++++ Input records
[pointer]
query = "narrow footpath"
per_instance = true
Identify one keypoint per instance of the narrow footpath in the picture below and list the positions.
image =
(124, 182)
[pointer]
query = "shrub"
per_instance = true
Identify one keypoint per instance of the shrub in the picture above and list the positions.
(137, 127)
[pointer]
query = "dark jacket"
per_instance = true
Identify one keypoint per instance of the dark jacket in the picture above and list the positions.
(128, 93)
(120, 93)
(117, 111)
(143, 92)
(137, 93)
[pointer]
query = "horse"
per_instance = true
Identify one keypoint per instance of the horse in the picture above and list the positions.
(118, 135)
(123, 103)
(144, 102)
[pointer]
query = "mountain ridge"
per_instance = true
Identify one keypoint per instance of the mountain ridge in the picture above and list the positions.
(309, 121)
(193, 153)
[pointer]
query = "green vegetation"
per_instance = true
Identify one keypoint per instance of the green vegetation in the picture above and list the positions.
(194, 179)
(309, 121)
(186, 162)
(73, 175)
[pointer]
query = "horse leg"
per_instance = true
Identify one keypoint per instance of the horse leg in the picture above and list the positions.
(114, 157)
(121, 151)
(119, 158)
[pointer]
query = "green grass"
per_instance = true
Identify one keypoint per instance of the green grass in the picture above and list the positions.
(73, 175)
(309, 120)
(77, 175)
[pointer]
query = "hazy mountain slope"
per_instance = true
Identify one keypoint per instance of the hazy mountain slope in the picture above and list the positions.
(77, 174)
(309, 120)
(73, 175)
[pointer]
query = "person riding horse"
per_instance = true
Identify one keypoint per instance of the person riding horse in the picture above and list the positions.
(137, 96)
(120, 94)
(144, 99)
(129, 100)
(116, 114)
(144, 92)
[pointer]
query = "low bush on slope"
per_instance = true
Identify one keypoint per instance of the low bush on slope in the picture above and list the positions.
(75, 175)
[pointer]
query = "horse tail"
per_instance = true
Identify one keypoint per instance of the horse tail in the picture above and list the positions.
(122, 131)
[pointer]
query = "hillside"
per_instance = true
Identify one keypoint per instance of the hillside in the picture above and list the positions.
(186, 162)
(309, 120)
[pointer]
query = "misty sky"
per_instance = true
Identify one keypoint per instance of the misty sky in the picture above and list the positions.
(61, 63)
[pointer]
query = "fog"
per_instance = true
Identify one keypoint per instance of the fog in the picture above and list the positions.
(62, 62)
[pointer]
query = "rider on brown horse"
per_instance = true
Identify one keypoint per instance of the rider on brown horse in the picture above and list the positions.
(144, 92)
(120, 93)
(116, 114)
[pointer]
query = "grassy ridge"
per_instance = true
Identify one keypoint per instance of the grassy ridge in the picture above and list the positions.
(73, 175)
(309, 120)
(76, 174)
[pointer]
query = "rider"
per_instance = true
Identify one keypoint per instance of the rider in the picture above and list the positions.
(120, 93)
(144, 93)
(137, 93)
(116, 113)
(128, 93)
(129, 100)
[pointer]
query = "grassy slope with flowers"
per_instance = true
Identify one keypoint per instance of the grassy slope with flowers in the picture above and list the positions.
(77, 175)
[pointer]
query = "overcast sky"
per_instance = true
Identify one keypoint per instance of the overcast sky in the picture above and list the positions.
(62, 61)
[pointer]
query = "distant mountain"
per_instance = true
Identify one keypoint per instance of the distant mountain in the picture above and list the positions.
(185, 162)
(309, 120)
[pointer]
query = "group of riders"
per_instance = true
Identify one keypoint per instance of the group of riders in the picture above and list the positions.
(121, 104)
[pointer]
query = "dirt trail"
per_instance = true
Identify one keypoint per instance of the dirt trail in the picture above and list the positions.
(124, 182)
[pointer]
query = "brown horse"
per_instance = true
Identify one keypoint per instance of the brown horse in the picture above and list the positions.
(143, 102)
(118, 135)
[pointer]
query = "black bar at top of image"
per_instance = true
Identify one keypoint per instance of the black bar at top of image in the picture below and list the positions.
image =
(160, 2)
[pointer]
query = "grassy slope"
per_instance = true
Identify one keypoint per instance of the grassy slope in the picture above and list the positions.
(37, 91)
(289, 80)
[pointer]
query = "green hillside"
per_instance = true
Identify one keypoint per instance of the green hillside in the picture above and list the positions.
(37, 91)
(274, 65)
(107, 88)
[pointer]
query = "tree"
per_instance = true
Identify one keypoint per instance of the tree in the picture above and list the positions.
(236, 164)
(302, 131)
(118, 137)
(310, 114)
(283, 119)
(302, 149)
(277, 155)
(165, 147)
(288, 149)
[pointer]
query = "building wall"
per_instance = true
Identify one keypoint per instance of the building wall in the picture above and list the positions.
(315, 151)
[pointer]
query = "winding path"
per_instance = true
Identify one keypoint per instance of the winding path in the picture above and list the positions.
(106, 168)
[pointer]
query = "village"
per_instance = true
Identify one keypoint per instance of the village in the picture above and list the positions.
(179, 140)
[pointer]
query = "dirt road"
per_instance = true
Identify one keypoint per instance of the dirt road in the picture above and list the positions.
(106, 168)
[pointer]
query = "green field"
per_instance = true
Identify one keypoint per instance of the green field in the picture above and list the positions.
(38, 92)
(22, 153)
++++++++
■ **Exercise directions**
Every record above must be duplicated exactly.

■ **Answer to this task**
[pointer]
query = "narrow footpath"
per_instance = true
Identify one keypoint per instance of the narrow footpath in the picture below and list the positions.
image =
(124, 182)
[pointer]
query = "shrub"
per_instance = true
Identify one keypoint per instance of the shrub in the picture above and list the positions.
(137, 127)
[pointer]
query = "dark jacket"
per_instance = true
Identify one keypoint per instance of the dark jacket in the picture above and list the positions.
(128, 93)
(120, 93)
(117, 111)
(143, 92)
(137, 93)
[pointer]
query = "horse"
per_instance = true
Identify one keypoint per instance of the horse in the picture above and list the positions.
(118, 135)
(123, 103)
(144, 102)
[pointer]
query = "mountain ridge"
per_instance = true
Identify one keypoint per instance of the mountain ridge in the picture above and list the positions.
(309, 121)
(193, 153)
[pointer]
query = "green vegetation"
per_instance = true
Identify one keypoint per instance of the green vegetation in the picture above and list the positions.
(194, 179)
(309, 121)
(186, 162)
(73, 175)
[pointer]
query = "horse leg"
per_instance = true
Identify one keypoint per instance of the horse leg in the picture above and list the positions.
(114, 157)
(121, 151)
(119, 158)
[pointer]
query = "green grass"
per_instance = true
Identify one keypoint per instance of the green grass in the picture above and list the positions.
(73, 175)
(309, 120)
(77, 175)
[pointer]
query = "hazy mountain slope"
per_instance = true
Identify one keypoint per instance of the hazy mountain slope in the picture above and list the positions.
(77, 174)
(309, 120)
(73, 175)
[pointer]
query = "person riding horse"
per_instance = true
Identify one keypoint per instance of the person riding horse in the picture above and list the positions.
(137, 96)
(120, 94)
(144, 99)
(129, 100)
(116, 114)
(144, 92)
[pointer]
query = "low bush on slope"
per_instance = true
Identify one keypoint per instance of the low bush on slope in the picture above and list the positions.
(75, 175)
[pointer]
query = "horse tail"
per_instance = true
Identify one keypoint per instance of the horse tail in the picture above and list the positions.
(122, 131)
[pointer]
query = "hillside"
per_instance = true
Identify one keypoint per instance of the hillside in the picture above and list the positions.
(186, 162)
(309, 120)
[pointer]
query = "misty sky"
per_instance = true
Identify one keypoint per instance of the misty sky in the picture above and list the positions.
(61, 63)
[pointer]
query = "fog"
per_instance = true
Identify one keypoint per instance of the fog in the picture above and list the positions.
(62, 62)
[pointer]
query = "rider on brown horse"
per_instance = true
Identify one keypoint per instance of the rider on brown horse in the picture above and list the positions.
(144, 92)
(120, 93)
(116, 114)
[pointer]
query = "grassy ridge"
per_instance = true
Identify one keypoint per instance of the grassy ridge in the picture above and list the positions.
(73, 175)
(309, 120)
(76, 174)
[pointer]
query = "rider"
per_instance = true
Identify one keypoint per instance of the rider in the picture above and list the positions.
(120, 93)
(144, 93)
(137, 93)
(116, 113)
(128, 93)
(129, 100)
[pointer]
query = "grassy slope with flowers"
per_instance = true
Identify one keypoint per instance of the grassy slope with flowers in the picture above and list the positions.
(77, 175)
[pointer]
query = "overcast sky"
per_instance = true
Identify one keypoint per instance of the overcast sky in the picture above and list the positions.
(62, 61)
[pointer]
query = "distant mountain"
per_instance = true
Identify one keypoint per instance of the distant mountain in the picture above and list the positions.
(185, 162)
(309, 120)
[pointer]
query = "group of riders"
per_instance = true
Identify one keypoint per instance of the group of riders in the picture above and list the positions.
(121, 104)
[pointer]
query = "dirt trail"
per_instance = true
Identify one keypoint per instance of the dirt trail in the picture above and list the positions.
(124, 182)
[pointer]
query = "brown horse"
per_instance = true
Identify one keypoint per instance of the brown horse in the picture above and list the positions.
(143, 102)
(118, 135)
[pointer]
query = "black bar at top of image"
per_instance = true
Identify one keypoint per instance of the black bar at top of image in the picture below and list the positions.
image =
(160, 2)
[pointer]
query = "grassy slope"
per_instance = true
Identify one keypoint per instance of the grassy slope in the picture above and list the positions.
(37, 91)
(289, 80)
[pointer]
query = "green hillside"
per_instance = true
Identify one keypoint per instance of the green hillside in the picture above and list the positions.
(37, 91)
(274, 65)
(107, 88)
[pointer]
query = "tree"
per_instance = true
Identify one keypoint per instance of the tree in the picture above and list the positions.
(236, 164)
(302, 131)
(118, 137)
(310, 114)
(283, 119)
(302, 149)
(277, 155)
(165, 147)
(288, 149)
[pointer]
query = "building wall"
per_instance = true
Identify one keypoint per instance of the building wall in the picture above and list the positions.
(315, 151)
[pointer]
query = "winding path"
per_instance = true
Identify one keypoint per instance of the winding path in the picture above and list the positions.
(106, 168)
[pointer]
query = "village"
per_instance = true
Identify one keypoint per instance of the village in the picture above and list the positions.
(179, 140)
[pointer]
query = "dirt road"
per_instance = true
Identify one keypoint per instance of the dirt road in the picture above and list the positions.
(106, 168)
[pointer]
query = "green field"
per_instance = true
Identify one keypoint per instance of the green field in the picture above and list the positions.
(38, 92)
(22, 153)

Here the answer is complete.